• Task directions
Every line of the data below is to be written out again exactly.

Segment Start: Information shown

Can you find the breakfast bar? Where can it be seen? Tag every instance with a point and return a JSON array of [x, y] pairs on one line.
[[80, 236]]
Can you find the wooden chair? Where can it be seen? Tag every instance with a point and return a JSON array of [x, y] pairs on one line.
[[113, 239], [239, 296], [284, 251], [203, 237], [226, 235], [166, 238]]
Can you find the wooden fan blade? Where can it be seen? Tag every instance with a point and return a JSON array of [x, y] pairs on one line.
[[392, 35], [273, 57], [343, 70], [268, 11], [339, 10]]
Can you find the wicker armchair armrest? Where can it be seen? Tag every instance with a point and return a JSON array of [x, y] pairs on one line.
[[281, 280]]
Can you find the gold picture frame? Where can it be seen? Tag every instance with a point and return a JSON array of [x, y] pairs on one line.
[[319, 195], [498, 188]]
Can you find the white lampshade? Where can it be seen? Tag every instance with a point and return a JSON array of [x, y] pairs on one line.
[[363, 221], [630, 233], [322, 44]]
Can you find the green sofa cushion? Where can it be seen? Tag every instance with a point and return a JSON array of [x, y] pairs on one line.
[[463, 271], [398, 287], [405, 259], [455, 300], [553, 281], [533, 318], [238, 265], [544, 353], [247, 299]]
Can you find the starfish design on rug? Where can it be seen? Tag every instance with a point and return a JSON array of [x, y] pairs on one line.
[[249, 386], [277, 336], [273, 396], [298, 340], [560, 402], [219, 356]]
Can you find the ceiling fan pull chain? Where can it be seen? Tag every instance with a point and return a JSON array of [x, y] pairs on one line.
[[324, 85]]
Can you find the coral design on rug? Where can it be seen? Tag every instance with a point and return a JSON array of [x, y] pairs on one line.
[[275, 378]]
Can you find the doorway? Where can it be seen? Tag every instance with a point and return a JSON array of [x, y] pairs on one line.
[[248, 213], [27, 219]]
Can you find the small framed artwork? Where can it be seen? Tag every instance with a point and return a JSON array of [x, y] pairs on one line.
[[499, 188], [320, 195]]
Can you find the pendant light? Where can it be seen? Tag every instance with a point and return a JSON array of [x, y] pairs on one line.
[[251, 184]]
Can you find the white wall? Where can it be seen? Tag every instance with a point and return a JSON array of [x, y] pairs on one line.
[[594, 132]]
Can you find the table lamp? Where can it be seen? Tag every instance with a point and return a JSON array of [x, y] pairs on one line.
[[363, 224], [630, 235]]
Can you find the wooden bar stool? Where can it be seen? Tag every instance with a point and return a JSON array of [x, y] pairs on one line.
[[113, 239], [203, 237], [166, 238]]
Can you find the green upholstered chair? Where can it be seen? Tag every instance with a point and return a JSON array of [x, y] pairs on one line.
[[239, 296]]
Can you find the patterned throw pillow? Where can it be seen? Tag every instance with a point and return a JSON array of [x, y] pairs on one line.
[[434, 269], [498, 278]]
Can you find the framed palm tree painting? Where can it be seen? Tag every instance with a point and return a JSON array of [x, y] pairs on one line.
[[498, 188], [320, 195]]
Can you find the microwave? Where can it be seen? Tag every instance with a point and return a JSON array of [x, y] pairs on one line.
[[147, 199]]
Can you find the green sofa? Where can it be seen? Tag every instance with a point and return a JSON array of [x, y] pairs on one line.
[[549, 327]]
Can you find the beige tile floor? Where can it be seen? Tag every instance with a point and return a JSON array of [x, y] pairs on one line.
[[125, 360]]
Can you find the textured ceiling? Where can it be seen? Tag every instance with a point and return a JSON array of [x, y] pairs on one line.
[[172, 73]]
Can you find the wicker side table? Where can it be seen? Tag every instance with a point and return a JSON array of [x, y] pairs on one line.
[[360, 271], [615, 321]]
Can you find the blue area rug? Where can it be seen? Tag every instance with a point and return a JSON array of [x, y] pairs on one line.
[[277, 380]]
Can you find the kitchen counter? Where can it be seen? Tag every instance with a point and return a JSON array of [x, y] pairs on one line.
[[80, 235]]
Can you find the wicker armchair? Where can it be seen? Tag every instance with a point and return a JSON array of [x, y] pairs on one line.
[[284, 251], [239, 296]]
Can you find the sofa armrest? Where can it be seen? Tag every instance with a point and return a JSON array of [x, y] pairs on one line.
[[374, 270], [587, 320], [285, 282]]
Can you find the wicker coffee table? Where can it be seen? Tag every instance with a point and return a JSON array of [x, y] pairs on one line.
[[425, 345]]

Segment End: Information shown

• Result for this exercise
Can you find the breakfast bar? Where can it be seen? Tag every instance with a point and return a JSON array of [x, y] pairs on one line.
[[80, 236]]
Can you find the wooden chair? Where can it be seen? Tag every instance with a point and return a JSON array of [x, y] pairs on one line.
[[113, 239], [239, 296], [284, 251], [203, 237], [226, 235], [166, 238]]
Can you find the wooden fan blade? Where can it be seen? Tag every instance with a point and return a JSON array of [x, y] pairs on one line.
[[392, 35], [273, 57], [343, 70], [268, 11], [339, 10]]
Can you find the wicker armchair armrest? Where can it be seen? Tag every instance with a point and return a JSON array of [x, y] pairs on one line.
[[281, 280]]
Can you find the gold picture frame? Where can it be seen? Tag every instance with a point and return a JSON array of [x, y] pairs on one line.
[[319, 195], [498, 188]]
Can you find the white lampshade? Where can it be seen? Tag every instance with a point and return a JSON array of [x, y] pairs on one line.
[[363, 221], [630, 233], [322, 44]]
Can you find the green sofa cushion? Where can it be seen? Tag every instance with a point and return a JSON array of [x, y] pairs on one line.
[[463, 271], [398, 287], [405, 259], [455, 300], [553, 281], [533, 318], [238, 265], [544, 353], [247, 299]]
Can you find the starfish design on rug? Where can it be seen? Tag every instance with a point and return a JSON array of [x, y] pairs on one line.
[[249, 386], [277, 336], [273, 396], [298, 340], [560, 402], [219, 356]]
Can you find the ceiling fan pull chain? Where can it be seen? Tag every instance with a point and return a JSON array of [x, y] pairs on one line.
[[324, 85]]
Can you find the coral design on rug? Where can it be seen? Tag every instance with a point and return a JSON array of [x, y] pairs on one line.
[[275, 378]]
Can you find the doorway? Where can it be seen? Tag every instance with a point and return a JSON array of [x, y] pairs on one line.
[[248, 213], [27, 219]]
Can you find the small framed artwork? Where can it be seen? Tag every instance with a point and return a JSON array of [x, y] pairs on one line.
[[499, 188], [320, 195]]
Can you find the pendant light? Where can it be seen? Tag every instance with a point and return a JSON array of [x, y] pairs on one line.
[[251, 184]]
Can you find the white wall? Where can it be seen? Tag every instance with a point and return a JSON array of [x, y] pairs on one line.
[[594, 132]]
Can you find the table lamp? Where can it be seen? Tag every instance with a point and return a JSON array of [x, y] pairs on one line.
[[363, 224], [630, 235]]
Can you find the wooden bar stool? Where can it be seen? Tag every instance with a point and return a JSON array of [x, y] pairs on one line.
[[113, 239], [203, 237], [166, 238]]
Can you find the green upholstered chair? Where can it be seen? Tag every instance with a point and return a JSON array of [x, y] pairs on one line.
[[239, 296]]
Can you find the patterned throw pillow? Where can it be seen? Tag every instance with a point and return a JSON array of [x, y] pairs on one line.
[[434, 269], [498, 278]]
Can you find the framed palm tree painting? Where can it be seen? Tag every instance with a point and return a JSON array of [x, y] pairs on one line.
[[498, 188], [320, 195]]
Can you find the microwave? Where can it be seen? Tag every instance with a point and return a JSON array of [x, y] pairs on one line.
[[147, 199]]
Can you find the green sofa? Where can it be seen? Tag every instance with a point and return a JSON array of [x, y] pairs on one line.
[[549, 327]]
Can you find the beige tile floor? Where can it be seen? Tag every instance with a point and return a JSON array of [x, y] pairs on one line.
[[125, 360]]
Can you find the textured ceiling? Where can it be seen? Tag every instance with a point and return a JSON array of [x, y] pairs on one line.
[[172, 73]]
Can you find the wicker side table? Where can it be seen? Tag every instance with a point and return a JSON array of [x, y] pairs on one line.
[[360, 271], [615, 321]]
Can you find the blue area rug? Where can it be seen? Tag every instance with a point and return a JSON array of [x, y] pairs on one line.
[[277, 380]]
Can you find the kitchen counter? Where can it be seen? Tag every instance with a point and return a JSON array of [x, y] pairs on one line.
[[80, 235]]
Can you find the wicker armchair? Where can it be seen? Tag every instance with a point and return a JSON array of [x, y] pairs on one line.
[[284, 251], [239, 296]]
Can you find the sofa armrest? Where can it be seen? Tag every instance with a point and return a JSON array of [x, y] pairs on one line.
[[374, 270], [587, 320], [285, 282]]
Can you find the wicker coffee table? Where can it be seen? Tag every instance with a point and return a JSON array of [x, y] pairs on one line.
[[425, 345]]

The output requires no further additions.